→ EJERCICIOS POR RESOLVER:
(a) Responde según el texto sobre los perros callejeros:
(i) ¿De qué eran las calles en aquellos años?
(ii) ¿Qué hacían los adultos, salvo raras excepciones?
(iii) ¿Qué aullido emite el chucho al recibir el cantazo en el lomo?
(b) Imprime sin cambios el tramo del texto sobre los perros callejeros que va desde "El verdadero cambio" hasta "perdido del todo.".
(c) En la primera oración del texto sobre los perros callejeros, ¿qué rasgos se atribuyen a esos perros? Enuméralos todos.

El verdadero cambio —creo modestamente— llegó cuando desaparecieron de las calles los perros callejeros, anuentes, con el rabo cortado y las orejas gachas. Servían de distracción a los salvajes niños de aquellos años con calles de tierra. Apedrear perros entretenía mucho; recuerdo a futuros energúmenos arrobar la cara y extasiar las facciones al atinar con el cantazo en el lomo del chucho y que éste clamase con ese aullido desalentador y profundo que emiten los animales cuando sienten el dolor. Las criaturitas de entonces torturaban animales por pasar el rato y sin mala conciencia; como quien no quiere la cosa. Los adultos, salvo raras y honrosas excepciones, pasaban de largo y sonreían satisfechos pues las nuevas generaciones no se habían perdido del todo.

→ INFORMACIÓN MOSTRADA:
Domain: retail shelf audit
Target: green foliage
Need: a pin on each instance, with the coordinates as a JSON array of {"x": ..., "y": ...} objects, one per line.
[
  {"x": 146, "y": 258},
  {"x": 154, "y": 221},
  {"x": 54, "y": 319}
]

→ RESPUESTAS DEL EJERCICIO:
(a)
(i) De tierra.
(ii) Pasaban de largo y sonreían satisfechos.
(iii) Ese aullido desalentador y profundo que emiten los animales cuando sienten el dolor.

(b)
El verdadero cambio —creo modestamente— llegó cuando desaparecieron de las calles los perros callejeros, anuentes, con el rabo cortado y las orejas gachas. Servían de distracción a los salvajes niños de aquellos años con calles de tierra. Apedrear perros entretenía mucho; recuerdo a futuros energúmenos arrobar la cara y extasiar las facciones al atinar con el cantazo en el lomo del chucho y que éste clamase con ese aullido desalentador y profundo que emiten los animales cuando sienten el dolor. Las criaturitas de entonces torturaban animales por pasar el rato y sin mala conciencia; como quien no quiere la cosa. Los adultos, salvo raras y honrosas excepciones, pasaban de largo y sonreían satisfechos pues las nuevas generaciones no se habían perdido del todo.

(c)
Anuentes
Con el rabo cortado
Con las orejas gachas